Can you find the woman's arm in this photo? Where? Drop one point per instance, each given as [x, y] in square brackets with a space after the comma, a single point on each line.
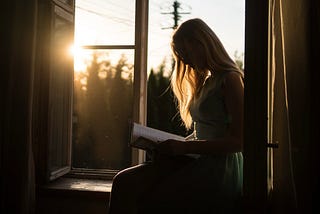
[232, 142]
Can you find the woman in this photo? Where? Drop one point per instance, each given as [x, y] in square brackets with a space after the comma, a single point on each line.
[203, 174]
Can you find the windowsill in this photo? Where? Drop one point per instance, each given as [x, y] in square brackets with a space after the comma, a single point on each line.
[78, 187]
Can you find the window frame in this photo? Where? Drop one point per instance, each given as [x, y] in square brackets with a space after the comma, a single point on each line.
[139, 86]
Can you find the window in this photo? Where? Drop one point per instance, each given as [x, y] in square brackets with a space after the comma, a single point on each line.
[106, 70]
[109, 82]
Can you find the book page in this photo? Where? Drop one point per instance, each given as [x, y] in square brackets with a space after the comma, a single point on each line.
[150, 135]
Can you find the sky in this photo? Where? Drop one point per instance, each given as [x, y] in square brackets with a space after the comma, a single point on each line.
[225, 17]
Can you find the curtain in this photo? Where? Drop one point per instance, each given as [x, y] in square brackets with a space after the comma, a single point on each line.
[18, 31]
[290, 105]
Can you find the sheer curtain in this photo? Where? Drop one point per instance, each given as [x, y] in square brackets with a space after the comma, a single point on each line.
[281, 175]
[18, 30]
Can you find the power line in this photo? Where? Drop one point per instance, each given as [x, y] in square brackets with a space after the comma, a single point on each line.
[176, 14]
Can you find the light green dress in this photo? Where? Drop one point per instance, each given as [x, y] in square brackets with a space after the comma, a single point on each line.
[200, 184]
[211, 121]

▸ **Given request**: Render the items from the line containing "Can you find the sky" up to and including the last line of the items as a JSON list of strings, one string per line, with blank lines left out.

▸ **The completed task**:
[
  "Can you find the sky in this photo? Where? Drop one point per instance, each given as [x, y] in square brackets with a space after the comma, a single point on each line.",
  "[225, 17]",
  "Can you find the curtain in this photo? Where? Drop one point per instance, each given as [x, y] in square brackets with a space after the comma, a single point on each line.",
  "[18, 31]",
  "[290, 105]",
  "Can you find the sheer curtain in this photo? Where? Drop one point per instance, each given as [x, y] in square brackets with a space after the comma, a single point on each line.",
  "[281, 175]",
  "[18, 30]",
  "Can you find the power line in this photo? Where? Drop one point per instance, each given as [x, y] in square brackets with a space after the comma, a single point on each line.",
  "[176, 14]",
  "Can you find the light green dress in this photo? Where? Drop one point per instance, each given as [x, y] in square brackets with a space after the comma, a single point on each line.",
  "[200, 184]",
  "[211, 121]"
]